§ **Dataset entries**:
───
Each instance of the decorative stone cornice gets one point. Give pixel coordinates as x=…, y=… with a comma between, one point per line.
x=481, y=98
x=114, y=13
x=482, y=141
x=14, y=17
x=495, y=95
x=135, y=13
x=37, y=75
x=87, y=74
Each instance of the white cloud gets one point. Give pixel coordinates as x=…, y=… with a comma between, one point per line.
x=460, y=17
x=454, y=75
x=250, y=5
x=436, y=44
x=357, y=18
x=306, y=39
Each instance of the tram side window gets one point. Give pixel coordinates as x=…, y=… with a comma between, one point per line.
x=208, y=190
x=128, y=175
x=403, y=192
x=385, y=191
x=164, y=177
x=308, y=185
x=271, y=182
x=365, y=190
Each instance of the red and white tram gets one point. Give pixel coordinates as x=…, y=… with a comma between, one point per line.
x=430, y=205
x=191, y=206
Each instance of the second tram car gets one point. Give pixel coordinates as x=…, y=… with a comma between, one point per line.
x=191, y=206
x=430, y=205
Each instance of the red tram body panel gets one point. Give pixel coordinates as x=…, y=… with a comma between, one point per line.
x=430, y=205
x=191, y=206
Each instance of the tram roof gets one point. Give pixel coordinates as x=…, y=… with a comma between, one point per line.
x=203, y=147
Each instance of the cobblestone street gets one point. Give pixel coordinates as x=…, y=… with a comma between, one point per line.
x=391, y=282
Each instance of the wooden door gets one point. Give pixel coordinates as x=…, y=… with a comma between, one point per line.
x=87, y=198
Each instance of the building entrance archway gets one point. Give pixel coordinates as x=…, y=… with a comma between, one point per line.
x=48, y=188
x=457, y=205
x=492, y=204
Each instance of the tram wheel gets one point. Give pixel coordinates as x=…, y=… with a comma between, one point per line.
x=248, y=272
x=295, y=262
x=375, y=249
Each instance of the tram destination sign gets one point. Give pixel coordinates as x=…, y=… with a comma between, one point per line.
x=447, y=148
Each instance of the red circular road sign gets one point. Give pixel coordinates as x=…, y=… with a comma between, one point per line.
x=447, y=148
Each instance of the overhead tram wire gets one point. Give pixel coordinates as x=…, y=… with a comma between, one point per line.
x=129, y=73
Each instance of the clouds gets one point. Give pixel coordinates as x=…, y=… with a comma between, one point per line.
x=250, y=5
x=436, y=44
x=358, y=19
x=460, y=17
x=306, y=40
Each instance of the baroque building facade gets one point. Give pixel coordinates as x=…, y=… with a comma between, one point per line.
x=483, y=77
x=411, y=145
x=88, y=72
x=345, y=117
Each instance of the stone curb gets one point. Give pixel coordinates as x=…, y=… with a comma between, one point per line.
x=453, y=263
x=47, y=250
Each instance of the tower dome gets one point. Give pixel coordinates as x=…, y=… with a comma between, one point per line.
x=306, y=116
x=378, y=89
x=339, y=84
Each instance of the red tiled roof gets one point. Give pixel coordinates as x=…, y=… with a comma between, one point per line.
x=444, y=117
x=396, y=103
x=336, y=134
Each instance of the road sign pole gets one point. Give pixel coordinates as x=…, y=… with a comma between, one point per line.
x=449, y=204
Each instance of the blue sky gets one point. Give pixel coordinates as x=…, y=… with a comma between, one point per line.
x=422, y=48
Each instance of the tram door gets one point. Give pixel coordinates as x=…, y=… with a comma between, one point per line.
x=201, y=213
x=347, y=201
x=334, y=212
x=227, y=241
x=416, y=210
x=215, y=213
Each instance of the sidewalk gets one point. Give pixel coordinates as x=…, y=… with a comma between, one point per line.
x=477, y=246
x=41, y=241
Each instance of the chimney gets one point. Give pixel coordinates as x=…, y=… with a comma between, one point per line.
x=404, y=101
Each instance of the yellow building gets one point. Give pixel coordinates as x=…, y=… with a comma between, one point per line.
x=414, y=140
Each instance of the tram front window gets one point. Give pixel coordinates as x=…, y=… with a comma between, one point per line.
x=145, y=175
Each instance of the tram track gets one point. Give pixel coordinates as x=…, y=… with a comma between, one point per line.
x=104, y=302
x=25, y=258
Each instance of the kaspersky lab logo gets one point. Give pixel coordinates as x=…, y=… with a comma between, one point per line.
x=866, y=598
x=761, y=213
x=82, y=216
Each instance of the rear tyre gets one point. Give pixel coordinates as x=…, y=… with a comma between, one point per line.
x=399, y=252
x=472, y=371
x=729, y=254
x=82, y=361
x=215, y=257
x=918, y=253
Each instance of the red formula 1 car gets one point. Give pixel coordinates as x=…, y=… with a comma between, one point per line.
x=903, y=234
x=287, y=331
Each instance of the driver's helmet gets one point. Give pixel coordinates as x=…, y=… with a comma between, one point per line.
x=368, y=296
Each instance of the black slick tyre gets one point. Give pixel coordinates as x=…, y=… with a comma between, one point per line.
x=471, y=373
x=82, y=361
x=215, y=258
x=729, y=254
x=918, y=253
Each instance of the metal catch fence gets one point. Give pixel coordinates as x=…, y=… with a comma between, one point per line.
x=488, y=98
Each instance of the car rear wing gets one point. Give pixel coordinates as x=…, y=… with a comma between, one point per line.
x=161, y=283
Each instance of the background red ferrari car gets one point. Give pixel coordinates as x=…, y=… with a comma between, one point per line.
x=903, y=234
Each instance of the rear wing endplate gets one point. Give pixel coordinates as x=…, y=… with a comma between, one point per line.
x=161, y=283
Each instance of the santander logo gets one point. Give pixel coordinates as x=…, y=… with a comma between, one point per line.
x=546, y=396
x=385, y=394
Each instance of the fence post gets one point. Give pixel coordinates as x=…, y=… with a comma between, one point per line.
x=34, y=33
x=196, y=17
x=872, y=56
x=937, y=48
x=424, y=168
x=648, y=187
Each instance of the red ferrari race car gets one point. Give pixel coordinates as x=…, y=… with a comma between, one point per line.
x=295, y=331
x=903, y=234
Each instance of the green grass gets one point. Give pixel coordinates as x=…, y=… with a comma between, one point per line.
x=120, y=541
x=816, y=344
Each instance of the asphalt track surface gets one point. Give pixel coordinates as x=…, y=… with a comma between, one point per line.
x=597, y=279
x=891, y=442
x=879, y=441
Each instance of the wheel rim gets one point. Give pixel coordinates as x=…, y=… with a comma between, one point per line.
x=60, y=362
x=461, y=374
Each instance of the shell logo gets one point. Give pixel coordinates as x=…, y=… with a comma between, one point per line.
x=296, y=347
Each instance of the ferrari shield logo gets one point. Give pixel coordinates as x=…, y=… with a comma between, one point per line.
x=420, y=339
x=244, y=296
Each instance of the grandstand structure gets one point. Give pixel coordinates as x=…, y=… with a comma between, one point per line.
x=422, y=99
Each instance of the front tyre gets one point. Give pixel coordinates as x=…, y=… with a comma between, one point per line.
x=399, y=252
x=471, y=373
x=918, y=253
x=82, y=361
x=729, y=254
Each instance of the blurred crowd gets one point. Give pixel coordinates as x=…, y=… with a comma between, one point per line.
───
Each line above must be output exactly as it stands.

§ **Solved exercise**:
Each instance of the decorative stone cornice gets one point. Give pixel coordinates as x=…, y=… with a comma between, one point per line.
x=481, y=98
x=114, y=13
x=482, y=141
x=14, y=17
x=495, y=95
x=135, y=13
x=37, y=75
x=87, y=74
Each instance of the white cloud gets one point. Give pixel coordinates as x=…, y=… with a comma between, one point per line.
x=460, y=17
x=454, y=75
x=250, y=5
x=436, y=44
x=357, y=18
x=306, y=39
Each instance of the tram side window gets one point. Give pixel coordinates as x=…, y=… with a comma between, one point per line.
x=208, y=190
x=128, y=175
x=403, y=192
x=385, y=191
x=164, y=177
x=308, y=185
x=271, y=182
x=365, y=190
Each instance of the red and white tram gets one point. Give pixel coordinates as x=…, y=… with a comma between, one point per line.
x=430, y=205
x=191, y=206
Each instance of the second tram car gets one point. Give pixel coordinates as x=…, y=… with a comma between, one point per line.
x=191, y=206
x=430, y=205
Each instance of the red tram body panel gets one point. Give pixel coordinates as x=…, y=… with a comma between, one point per line.
x=430, y=205
x=191, y=206
Each instance of the tram roof gets one point. Give pixel coordinates as x=…, y=… with a comma between, one point per line.
x=203, y=147
Each instance of the cobblestone street gets one point. Give pixel coordinates as x=…, y=… with a comma between, one point per line.
x=391, y=282
Each instance of the wooden door gets one point. Give pixel coordinates as x=…, y=… with a comma between, one point per line.
x=87, y=198
Each instance of the building entrance archway gets one point. Give pixel coordinates as x=…, y=… with a comma between, one point per line.
x=48, y=188
x=457, y=205
x=492, y=204
Each instance of the tram wheel gets one point. Give pixel coordinates as x=…, y=… with a comma between, one point per line.
x=248, y=272
x=295, y=262
x=375, y=249
Each instance of the tram destination sign gets one point. Give pixel coordinates as x=…, y=… with a comma between, one point per line.
x=447, y=148
Each instance of the red circular road sign gets one point. Give pixel coordinates as x=…, y=… with a comma between, one point per line.
x=447, y=148
Each instance of the overhead tram wire gets one point. Give pixel coordinates as x=…, y=… with a comma between, one point per line.
x=129, y=73
Each instance of the clouds gets one point. Give pixel coordinates as x=…, y=… with a comma between, one point per line.
x=250, y=5
x=436, y=44
x=358, y=19
x=460, y=17
x=306, y=40
Each instance of the baroque building facade gets one point. Give pixel coordinates as x=…, y=… with a comma between, one point per line.
x=483, y=77
x=411, y=145
x=88, y=72
x=345, y=117
Each instance of the stone curb gets one point. Give pixel coordinates as x=…, y=… with a comma between, one point per line.
x=453, y=263
x=47, y=250
Each instance of the tower dome gets one point. Give pixel coordinates as x=…, y=… with a comma between, one point per line.
x=306, y=116
x=378, y=89
x=339, y=84
Each instance of the red tiled roof gets one point. Give pixel coordinates as x=…, y=… with a comma between, one point per line.
x=444, y=117
x=396, y=103
x=336, y=134
Each instance of the road sign pole gets one point. Give pixel coordinates as x=…, y=… with a comma between, one point per line.
x=449, y=204
Each instance of the blue sky gets one point. Give pixel coordinates as x=…, y=… with a comma between, one point per line.
x=422, y=48
Each instance of the tram door gets one point. Give pixel coordinates as x=…, y=… with a comma between, one point per line.
x=201, y=213
x=347, y=201
x=334, y=212
x=227, y=241
x=416, y=210
x=215, y=213
Each instance of the sidewalk gets one point. Give pixel coordinates as x=…, y=… with a comma between, one point per line.
x=477, y=246
x=41, y=241
Each instance of the chimney gets one point. Give pixel coordinates as x=…, y=… with a comma between, one point per line.
x=404, y=101
Each instance of the yellow building gets one point. Give pixel coordinates as x=…, y=… with a comma between, one point per line.
x=414, y=140
Each instance of the tram front window gets one point. Give pixel coordinates as x=…, y=… with a comma between, one point per line.
x=145, y=175
Each instance of the tram track gets one point. Give pixel coordinates as x=…, y=… with a comma between, one point per line.
x=104, y=302
x=25, y=258
Each instance of the kaspersky lab logo gets one point. Give pixel coordinates as x=…, y=… with a comma between, one point per line.
x=866, y=598
x=761, y=213
x=82, y=216
Each instance of the rear tyre gets one point. Give pixel coordinates as x=…, y=… with a comma between, one point per line.
x=399, y=252
x=472, y=371
x=729, y=254
x=82, y=361
x=215, y=257
x=918, y=253
Each instance of the red formula 1 car gets one point. Give pixel coordinates as x=…, y=… with a comma between, one point per line.
x=903, y=234
x=287, y=331
Each instance of the driver's helmet gets one point. Give pixel coordinates as x=…, y=… with a comma between, one point per line.
x=368, y=296
Each instance of the black slick tyre gets one point. Give pixel coordinates as x=…, y=… with a comma between, one point per line.
x=471, y=373
x=82, y=361
x=215, y=258
x=729, y=254
x=918, y=253
Each instance of the metal catch fence gets one point. Give pixel coordinates as x=…, y=… with a comma between, one point per line.
x=488, y=98
Each instance of the car rear wing gets one point. Give pixel coordinates as x=…, y=… with a comma between, one point per line.
x=161, y=283
Each instance of the background red ferrari car gets one point. Give pixel coordinates as x=…, y=… with a comma between, one point per line.
x=903, y=234
Each instance of the rear wing endplate gets one point. Give pixel coordinates as x=…, y=… with a comma between, one point per line.
x=161, y=283
Each instance of the santander logo gets one point. Give pixel coordinates as x=…, y=… with a comma between, one point per line.
x=546, y=396
x=385, y=394
Each instance of the fence post gets one point. Give pixel coordinates as x=…, y=… with a comma between, one point per line.
x=34, y=33
x=196, y=17
x=872, y=56
x=937, y=48
x=424, y=168
x=648, y=187
Each instance of the red ferrari race car gets one point. Give pixel coordinates as x=…, y=… with a comma between, one point per line.
x=295, y=331
x=903, y=234
Each instance of the green grass gets one point. Give pixel coordinates as x=…, y=… with a comma between, one point per line.
x=120, y=541
x=816, y=344
Each instance of the asphalt track surface gets one point. Give pixel coordinates as x=…, y=… with a comma between, one point per line.
x=597, y=279
x=891, y=442
x=879, y=441
Each instance of the wheel rim gets one point. Give pixel coordinates as x=…, y=… with a comma between, one point per line.
x=60, y=362
x=461, y=374
Each instance of the shell logo gets one point. Give pixel coordinates as x=…, y=… with a comma between, one point per line.
x=296, y=347
Each instance of the ferrari shield logo gets one point. Give pixel coordinates as x=…, y=… with a comma between, one point per line.
x=420, y=339
x=244, y=296
Each instance of the grandstand structure gets one point. Give pixel coordinates as x=…, y=… with a comma between, one point per line.
x=422, y=99
Each instance of the front tyre gets one point. Give pixel coordinates as x=…, y=… with a comma between, one point per line.
x=399, y=252
x=471, y=373
x=918, y=253
x=82, y=361
x=729, y=254
Each instance of the blurred crowd gets one point. Give pixel coordinates as x=…, y=… with a comma between, one point per line.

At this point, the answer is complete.